"""

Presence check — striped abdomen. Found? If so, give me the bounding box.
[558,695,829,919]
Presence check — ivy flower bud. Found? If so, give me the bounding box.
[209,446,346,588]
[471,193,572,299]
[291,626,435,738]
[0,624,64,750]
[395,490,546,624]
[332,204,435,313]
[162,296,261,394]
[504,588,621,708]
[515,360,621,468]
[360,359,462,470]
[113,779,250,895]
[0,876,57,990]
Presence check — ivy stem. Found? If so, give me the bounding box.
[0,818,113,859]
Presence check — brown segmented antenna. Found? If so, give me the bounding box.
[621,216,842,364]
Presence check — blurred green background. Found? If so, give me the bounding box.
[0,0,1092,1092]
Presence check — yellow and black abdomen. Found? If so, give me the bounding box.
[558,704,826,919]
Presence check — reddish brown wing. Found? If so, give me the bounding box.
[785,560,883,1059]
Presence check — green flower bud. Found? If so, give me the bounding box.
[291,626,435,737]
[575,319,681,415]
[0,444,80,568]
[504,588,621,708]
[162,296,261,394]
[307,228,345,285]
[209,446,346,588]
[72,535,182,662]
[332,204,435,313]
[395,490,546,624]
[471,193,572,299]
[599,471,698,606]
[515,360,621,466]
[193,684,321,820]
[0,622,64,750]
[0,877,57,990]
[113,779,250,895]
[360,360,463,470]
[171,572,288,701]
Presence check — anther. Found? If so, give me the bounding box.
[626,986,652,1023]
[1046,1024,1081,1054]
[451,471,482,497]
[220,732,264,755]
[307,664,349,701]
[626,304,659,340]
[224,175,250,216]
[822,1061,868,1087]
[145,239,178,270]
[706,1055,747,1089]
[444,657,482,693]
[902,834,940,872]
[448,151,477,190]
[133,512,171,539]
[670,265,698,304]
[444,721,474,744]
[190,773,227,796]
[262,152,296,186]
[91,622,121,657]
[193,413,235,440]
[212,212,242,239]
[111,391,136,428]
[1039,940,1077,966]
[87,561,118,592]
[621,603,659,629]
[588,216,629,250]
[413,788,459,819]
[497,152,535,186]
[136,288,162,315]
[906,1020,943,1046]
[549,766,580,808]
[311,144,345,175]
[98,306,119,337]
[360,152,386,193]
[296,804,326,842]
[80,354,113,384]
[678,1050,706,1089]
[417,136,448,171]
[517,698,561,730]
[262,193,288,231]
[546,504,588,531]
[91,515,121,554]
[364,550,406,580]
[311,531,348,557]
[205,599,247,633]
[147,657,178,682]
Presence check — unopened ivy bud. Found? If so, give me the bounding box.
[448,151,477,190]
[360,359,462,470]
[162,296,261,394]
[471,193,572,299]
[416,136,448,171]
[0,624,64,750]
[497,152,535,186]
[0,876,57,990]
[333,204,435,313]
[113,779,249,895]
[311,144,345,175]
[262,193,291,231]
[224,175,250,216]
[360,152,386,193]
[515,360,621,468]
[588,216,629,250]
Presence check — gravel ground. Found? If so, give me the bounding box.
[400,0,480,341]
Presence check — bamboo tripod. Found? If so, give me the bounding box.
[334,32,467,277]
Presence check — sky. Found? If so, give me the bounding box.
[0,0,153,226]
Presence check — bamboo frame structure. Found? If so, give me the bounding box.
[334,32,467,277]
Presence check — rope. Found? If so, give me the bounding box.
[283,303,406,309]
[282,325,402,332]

"""

WHAT THE EXERCISE ASKS: Rewrite all of the entries above, substituting "enclosing box" wherever "bounding box" occurs, and keep every other part the same.

THE OUTPUT:
Presence check — striped abdomen. Found? If so, give me the enclosing box.
[558,695,829,919]
Presence check — ivy flower bud. Found? If so, give me the enclosing box.
[209,446,346,588]
[471,193,572,299]
[291,626,435,738]
[0,624,64,750]
[395,490,546,624]
[332,204,435,313]
[162,296,261,394]
[504,588,621,708]
[515,360,621,468]
[360,359,462,470]
[113,779,250,895]
[0,876,57,990]
Presence check — ivy stem. Found? If so, give me the enclosing box.
[0,818,113,859]
Presence check — brown segmented antenna. Found? If so, give me the enclosing box.
[621,216,842,364]
Presence check — blurred green background. Found? If so, give me the enclosing box.
[0,0,1092,1092]
Presence check — yellow and black abdomen. Found? If so, give me the enclosing box.
[558,704,826,919]
Presence check — reddish brown wing. Found? If so, give me the enclosing box.
[785,560,883,1059]
Presence check — green flower bud. Found? If so, give me the enclosing box.
[291,626,435,737]
[575,319,681,415]
[0,444,80,568]
[504,588,621,708]
[162,296,261,394]
[307,228,345,285]
[209,446,346,588]
[72,535,182,662]
[332,204,435,313]
[395,490,546,624]
[471,193,572,299]
[599,471,698,606]
[515,360,621,466]
[193,684,321,820]
[0,622,64,750]
[0,877,57,990]
[113,779,250,895]
[360,360,463,470]
[171,572,288,701]
Presence check — anther. Found? If so, give me the enclosing box.
[626,986,652,1023]
[1046,1024,1081,1054]
[451,471,482,497]
[220,732,264,755]
[307,664,349,701]
[626,304,659,340]
[224,175,250,216]
[822,1061,868,1087]
[145,239,178,270]
[706,1055,747,1089]
[444,657,482,693]
[902,834,940,872]
[448,151,477,190]
[133,512,171,539]
[670,265,698,304]
[444,721,474,744]
[190,773,227,796]
[262,152,296,186]
[91,622,121,657]
[193,413,235,440]
[212,212,242,239]
[111,391,136,428]
[1039,940,1077,966]
[87,561,118,592]
[621,603,659,629]
[588,216,629,250]
[413,788,459,819]
[497,152,535,186]
[136,288,162,315]
[906,1020,943,1046]
[549,766,580,808]
[311,144,345,175]
[98,306,119,337]
[360,152,386,193]
[296,804,326,842]
[80,354,113,384]
[678,1050,706,1089]
[417,136,448,171]
[517,698,561,730]
[262,193,288,231]
[546,504,588,531]
[91,515,121,554]
[364,550,406,580]
[311,531,348,557]
[205,599,247,633]
[147,657,178,682]
Presence check — unopened ivy bud. Found? If so, give me the enclosing box.
[448,151,477,190]
[360,359,462,470]
[162,296,261,394]
[471,193,572,299]
[416,136,448,171]
[0,624,64,750]
[497,152,535,186]
[0,876,57,990]
[333,204,435,313]
[113,779,249,895]
[311,144,345,175]
[262,193,291,231]
[224,175,250,216]
[360,152,386,193]
[515,360,621,468]
[588,216,629,250]
Presence check — gravel ground. Found? If so, give me the enclosing box.
[400,0,480,341]
Presence check — bamboo tripod. Found? If so, give me the enclosing box.
[334,32,467,277]
Presence check — sky. Found? If so, give me the enclosing box.
[0,0,153,226]
Presence check — bamboo frame structure. Found? If so, give me the enclosing box.
[334,32,467,277]
Presence check — rope. Found? If so, give me the enclosing box.
[283,303,406,309]
[282,325,402,332]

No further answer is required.